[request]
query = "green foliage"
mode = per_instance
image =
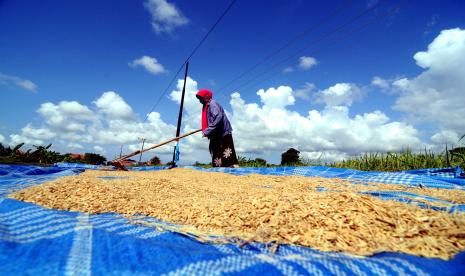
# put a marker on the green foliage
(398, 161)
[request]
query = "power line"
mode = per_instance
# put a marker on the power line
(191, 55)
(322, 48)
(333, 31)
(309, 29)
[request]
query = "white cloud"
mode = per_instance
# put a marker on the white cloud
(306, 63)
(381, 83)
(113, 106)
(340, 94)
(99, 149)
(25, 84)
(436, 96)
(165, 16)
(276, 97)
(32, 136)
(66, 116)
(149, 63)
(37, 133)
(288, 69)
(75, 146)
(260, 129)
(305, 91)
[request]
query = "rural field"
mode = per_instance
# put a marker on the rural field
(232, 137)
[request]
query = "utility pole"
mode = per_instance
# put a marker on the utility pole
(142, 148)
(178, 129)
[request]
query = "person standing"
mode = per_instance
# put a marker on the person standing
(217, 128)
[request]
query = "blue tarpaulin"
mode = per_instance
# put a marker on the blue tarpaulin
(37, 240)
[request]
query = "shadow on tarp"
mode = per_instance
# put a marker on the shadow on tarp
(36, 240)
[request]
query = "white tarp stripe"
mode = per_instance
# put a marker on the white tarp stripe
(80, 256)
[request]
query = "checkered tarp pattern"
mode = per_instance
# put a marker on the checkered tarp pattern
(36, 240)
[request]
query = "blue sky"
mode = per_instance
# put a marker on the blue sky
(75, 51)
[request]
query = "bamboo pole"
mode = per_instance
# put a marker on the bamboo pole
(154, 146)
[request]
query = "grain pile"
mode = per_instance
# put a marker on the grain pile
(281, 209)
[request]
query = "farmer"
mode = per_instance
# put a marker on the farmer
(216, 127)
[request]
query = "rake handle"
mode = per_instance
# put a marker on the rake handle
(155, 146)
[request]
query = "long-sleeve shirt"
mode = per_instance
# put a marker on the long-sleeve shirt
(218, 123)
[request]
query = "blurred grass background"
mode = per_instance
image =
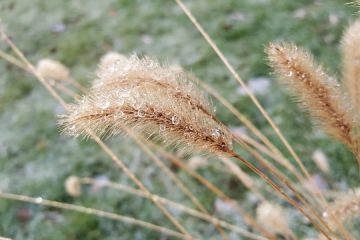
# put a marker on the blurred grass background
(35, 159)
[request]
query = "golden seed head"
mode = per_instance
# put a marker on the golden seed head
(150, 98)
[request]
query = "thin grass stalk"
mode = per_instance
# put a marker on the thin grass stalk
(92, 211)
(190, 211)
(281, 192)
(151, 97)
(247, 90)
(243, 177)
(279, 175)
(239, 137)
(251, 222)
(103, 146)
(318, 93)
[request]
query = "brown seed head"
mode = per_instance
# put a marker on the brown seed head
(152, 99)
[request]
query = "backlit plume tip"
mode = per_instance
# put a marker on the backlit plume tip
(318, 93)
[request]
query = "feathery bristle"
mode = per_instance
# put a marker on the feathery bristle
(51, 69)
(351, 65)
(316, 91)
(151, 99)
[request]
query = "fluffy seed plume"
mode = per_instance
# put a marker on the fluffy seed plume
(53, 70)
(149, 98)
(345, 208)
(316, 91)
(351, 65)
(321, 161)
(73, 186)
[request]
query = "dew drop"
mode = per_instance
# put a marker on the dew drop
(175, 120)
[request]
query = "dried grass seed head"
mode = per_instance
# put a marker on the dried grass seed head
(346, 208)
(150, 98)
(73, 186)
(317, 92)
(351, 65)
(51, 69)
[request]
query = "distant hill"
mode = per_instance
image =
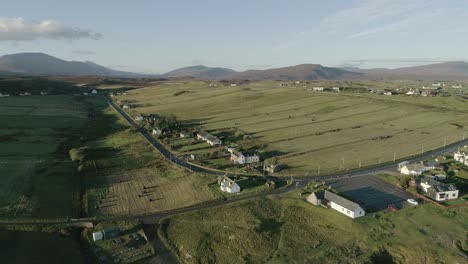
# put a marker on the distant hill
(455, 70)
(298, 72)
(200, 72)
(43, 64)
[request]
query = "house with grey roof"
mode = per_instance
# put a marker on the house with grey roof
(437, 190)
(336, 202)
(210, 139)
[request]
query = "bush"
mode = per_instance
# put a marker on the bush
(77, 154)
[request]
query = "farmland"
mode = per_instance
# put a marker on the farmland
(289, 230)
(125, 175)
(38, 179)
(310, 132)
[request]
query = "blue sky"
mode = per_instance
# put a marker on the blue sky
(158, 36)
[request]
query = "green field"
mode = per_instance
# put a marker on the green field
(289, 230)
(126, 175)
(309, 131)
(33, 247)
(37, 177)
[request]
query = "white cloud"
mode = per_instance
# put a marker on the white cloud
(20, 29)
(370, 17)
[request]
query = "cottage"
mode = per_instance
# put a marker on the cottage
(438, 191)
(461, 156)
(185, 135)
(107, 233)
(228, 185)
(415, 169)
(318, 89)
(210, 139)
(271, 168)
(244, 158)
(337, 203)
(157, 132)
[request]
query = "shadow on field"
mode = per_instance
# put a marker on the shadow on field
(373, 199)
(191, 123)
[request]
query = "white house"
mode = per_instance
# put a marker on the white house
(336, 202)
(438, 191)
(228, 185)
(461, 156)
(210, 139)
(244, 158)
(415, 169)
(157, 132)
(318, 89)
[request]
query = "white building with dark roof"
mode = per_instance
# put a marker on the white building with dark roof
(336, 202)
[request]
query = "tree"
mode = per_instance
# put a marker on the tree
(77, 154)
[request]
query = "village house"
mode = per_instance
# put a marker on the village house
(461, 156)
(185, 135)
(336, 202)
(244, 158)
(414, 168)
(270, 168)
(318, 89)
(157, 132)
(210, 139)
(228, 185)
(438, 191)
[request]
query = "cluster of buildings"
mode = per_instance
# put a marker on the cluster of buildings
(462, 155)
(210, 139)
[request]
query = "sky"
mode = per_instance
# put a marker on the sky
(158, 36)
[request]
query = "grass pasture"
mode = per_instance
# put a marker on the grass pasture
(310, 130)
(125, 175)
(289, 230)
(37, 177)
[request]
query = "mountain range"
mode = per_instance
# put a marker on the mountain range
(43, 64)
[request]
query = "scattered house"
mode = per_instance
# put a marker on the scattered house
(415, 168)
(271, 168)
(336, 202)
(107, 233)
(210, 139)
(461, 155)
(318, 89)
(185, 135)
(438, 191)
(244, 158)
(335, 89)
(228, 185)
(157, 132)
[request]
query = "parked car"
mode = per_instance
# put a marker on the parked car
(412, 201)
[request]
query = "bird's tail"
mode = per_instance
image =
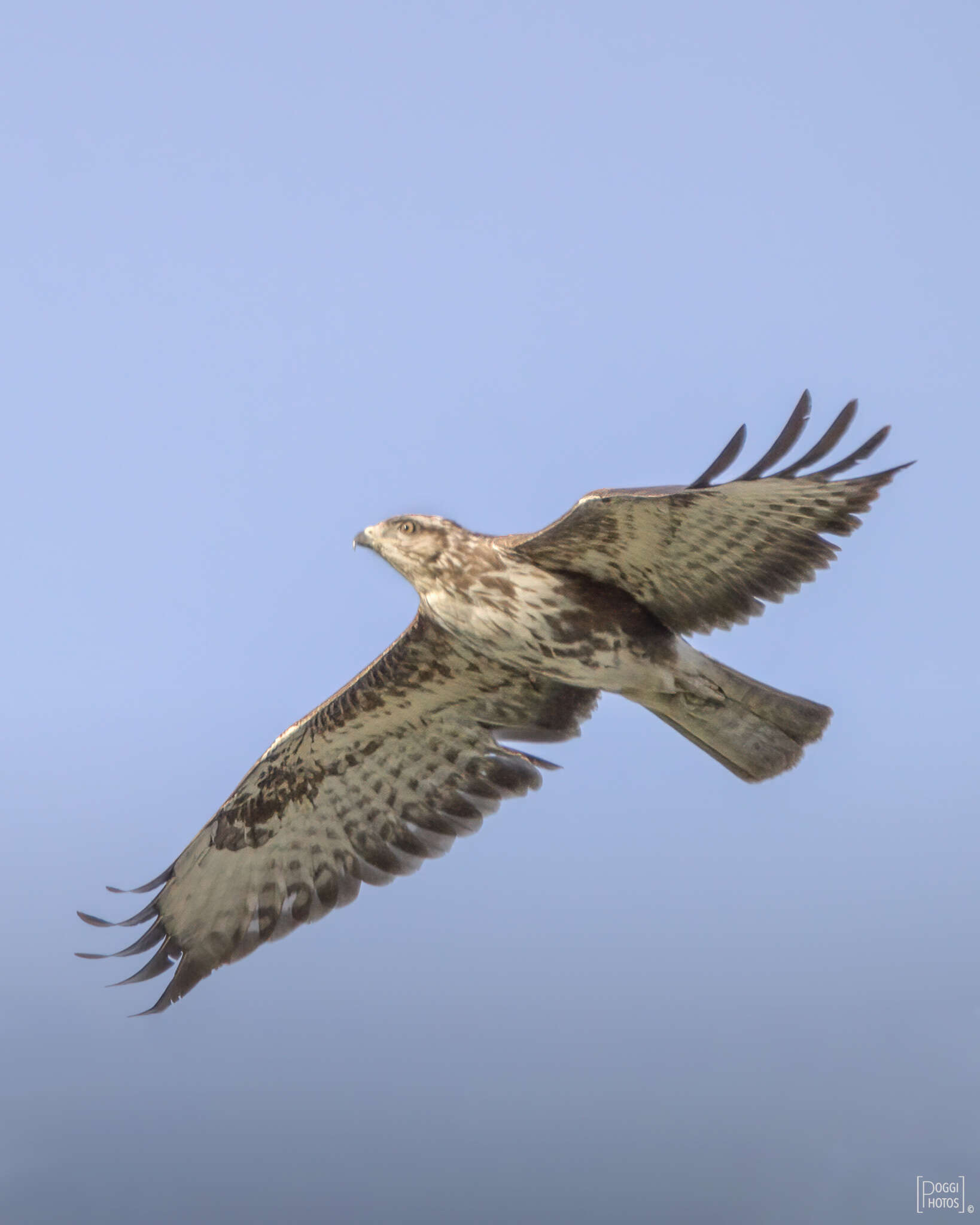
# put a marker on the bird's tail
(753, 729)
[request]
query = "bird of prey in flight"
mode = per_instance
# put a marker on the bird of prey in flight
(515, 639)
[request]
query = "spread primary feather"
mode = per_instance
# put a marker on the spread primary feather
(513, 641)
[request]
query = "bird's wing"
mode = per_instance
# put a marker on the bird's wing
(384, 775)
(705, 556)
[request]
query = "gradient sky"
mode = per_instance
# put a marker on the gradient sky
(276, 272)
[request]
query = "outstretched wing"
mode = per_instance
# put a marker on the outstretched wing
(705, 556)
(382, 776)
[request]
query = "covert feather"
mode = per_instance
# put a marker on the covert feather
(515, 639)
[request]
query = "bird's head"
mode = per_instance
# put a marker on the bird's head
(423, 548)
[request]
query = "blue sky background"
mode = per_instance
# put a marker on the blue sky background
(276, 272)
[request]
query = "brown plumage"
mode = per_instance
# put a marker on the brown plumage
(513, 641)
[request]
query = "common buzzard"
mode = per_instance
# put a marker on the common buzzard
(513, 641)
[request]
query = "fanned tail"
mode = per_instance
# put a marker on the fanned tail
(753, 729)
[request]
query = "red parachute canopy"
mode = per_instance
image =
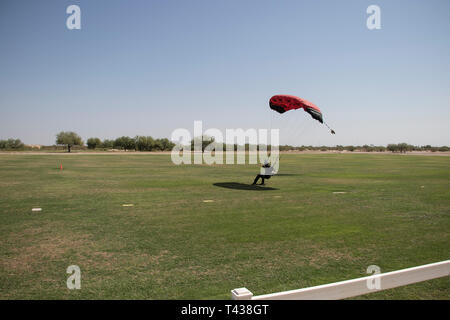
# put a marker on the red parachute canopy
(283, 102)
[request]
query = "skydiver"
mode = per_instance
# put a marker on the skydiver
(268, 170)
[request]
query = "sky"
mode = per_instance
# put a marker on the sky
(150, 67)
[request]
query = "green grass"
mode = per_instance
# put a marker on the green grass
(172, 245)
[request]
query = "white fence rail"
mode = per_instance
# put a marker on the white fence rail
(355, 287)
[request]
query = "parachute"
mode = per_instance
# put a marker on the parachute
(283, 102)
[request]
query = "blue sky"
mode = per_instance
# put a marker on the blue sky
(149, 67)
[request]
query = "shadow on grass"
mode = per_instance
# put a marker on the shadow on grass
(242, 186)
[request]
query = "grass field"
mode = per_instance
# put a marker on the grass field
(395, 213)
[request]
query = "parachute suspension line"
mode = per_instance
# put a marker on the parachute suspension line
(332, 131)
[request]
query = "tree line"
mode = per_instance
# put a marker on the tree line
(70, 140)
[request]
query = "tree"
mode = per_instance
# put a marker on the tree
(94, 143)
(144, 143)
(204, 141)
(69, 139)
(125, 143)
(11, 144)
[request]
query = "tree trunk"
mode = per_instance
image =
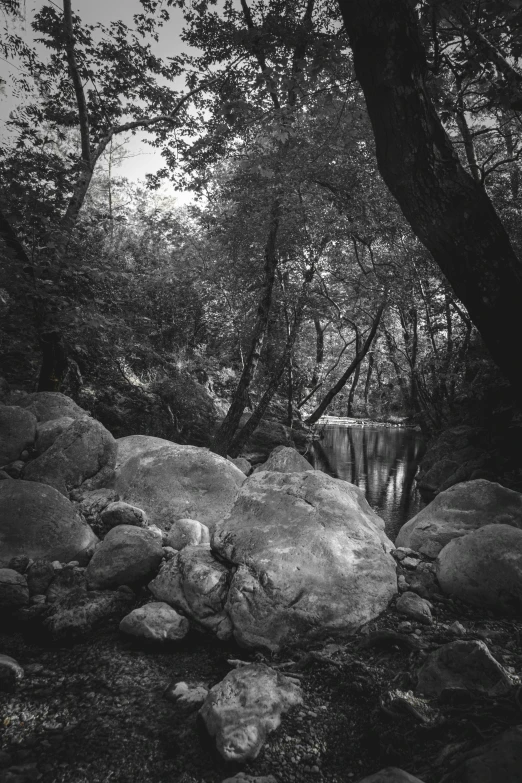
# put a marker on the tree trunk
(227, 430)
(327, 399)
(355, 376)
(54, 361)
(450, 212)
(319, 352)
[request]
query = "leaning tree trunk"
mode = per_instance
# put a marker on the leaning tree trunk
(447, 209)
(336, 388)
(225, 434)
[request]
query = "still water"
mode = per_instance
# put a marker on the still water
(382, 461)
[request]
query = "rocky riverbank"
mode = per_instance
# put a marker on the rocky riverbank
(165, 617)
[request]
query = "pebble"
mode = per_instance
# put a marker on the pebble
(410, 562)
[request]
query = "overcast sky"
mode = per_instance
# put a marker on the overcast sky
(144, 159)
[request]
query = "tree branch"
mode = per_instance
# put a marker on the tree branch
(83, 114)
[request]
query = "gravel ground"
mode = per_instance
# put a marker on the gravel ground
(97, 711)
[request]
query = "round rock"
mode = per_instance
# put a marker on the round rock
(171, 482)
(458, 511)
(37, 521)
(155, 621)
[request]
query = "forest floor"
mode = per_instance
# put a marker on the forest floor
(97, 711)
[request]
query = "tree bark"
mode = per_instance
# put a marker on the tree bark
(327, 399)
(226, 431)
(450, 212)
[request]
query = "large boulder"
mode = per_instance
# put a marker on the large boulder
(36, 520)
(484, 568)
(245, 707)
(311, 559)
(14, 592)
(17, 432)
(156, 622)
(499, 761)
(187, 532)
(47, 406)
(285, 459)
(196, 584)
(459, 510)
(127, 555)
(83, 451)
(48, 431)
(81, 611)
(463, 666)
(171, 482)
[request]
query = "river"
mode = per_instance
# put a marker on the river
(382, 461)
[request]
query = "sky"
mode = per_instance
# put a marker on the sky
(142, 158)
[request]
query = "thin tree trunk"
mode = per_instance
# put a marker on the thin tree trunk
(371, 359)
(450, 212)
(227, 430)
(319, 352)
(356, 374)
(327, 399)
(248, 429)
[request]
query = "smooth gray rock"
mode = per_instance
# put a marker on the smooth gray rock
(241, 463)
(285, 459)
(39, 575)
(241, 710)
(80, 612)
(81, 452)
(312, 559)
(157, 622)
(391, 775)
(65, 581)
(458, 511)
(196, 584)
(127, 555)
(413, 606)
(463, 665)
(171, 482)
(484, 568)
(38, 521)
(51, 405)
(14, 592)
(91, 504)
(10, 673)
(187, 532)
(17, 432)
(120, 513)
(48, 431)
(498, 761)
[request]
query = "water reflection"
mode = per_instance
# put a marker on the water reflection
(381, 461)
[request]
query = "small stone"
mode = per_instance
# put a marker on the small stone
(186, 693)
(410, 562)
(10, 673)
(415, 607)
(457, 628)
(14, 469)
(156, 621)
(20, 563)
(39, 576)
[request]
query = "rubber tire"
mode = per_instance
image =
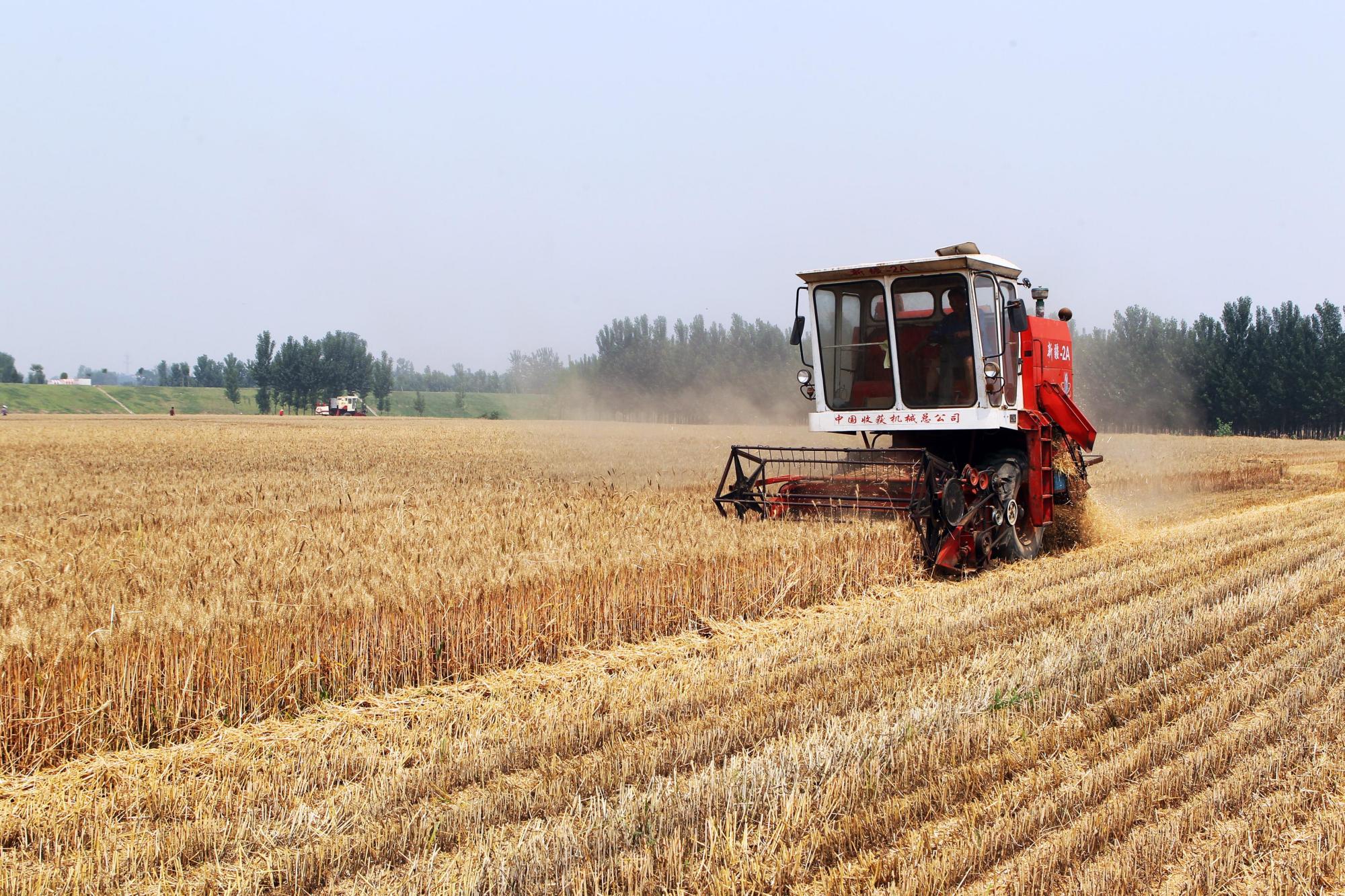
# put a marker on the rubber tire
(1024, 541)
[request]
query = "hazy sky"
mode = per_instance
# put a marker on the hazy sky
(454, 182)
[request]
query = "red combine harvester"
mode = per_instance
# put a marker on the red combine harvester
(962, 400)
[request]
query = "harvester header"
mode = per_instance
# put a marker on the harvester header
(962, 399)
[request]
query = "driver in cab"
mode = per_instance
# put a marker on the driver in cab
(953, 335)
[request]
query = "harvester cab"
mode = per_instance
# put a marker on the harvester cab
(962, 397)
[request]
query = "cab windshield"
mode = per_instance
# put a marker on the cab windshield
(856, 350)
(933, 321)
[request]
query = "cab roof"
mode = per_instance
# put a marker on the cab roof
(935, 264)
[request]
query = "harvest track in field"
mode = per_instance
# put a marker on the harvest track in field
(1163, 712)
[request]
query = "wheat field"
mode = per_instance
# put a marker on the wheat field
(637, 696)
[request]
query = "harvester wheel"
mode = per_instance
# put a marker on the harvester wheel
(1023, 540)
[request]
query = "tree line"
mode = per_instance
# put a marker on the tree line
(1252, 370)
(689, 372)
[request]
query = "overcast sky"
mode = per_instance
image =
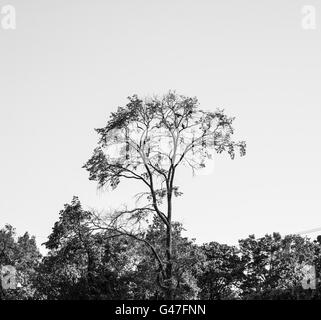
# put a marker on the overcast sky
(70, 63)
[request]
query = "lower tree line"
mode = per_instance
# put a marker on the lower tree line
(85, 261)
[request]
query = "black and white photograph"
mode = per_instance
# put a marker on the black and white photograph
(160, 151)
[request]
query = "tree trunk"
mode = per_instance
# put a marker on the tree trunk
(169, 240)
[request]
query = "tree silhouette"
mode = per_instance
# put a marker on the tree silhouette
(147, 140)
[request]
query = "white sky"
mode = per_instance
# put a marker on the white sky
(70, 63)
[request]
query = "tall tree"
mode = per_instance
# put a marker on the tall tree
--------------------
#### [What you will do]
Collect every line in the material above that contains the word "primary".

#### [Complete output]
query = "spread primary feather"
# put a marker on the spread primary feather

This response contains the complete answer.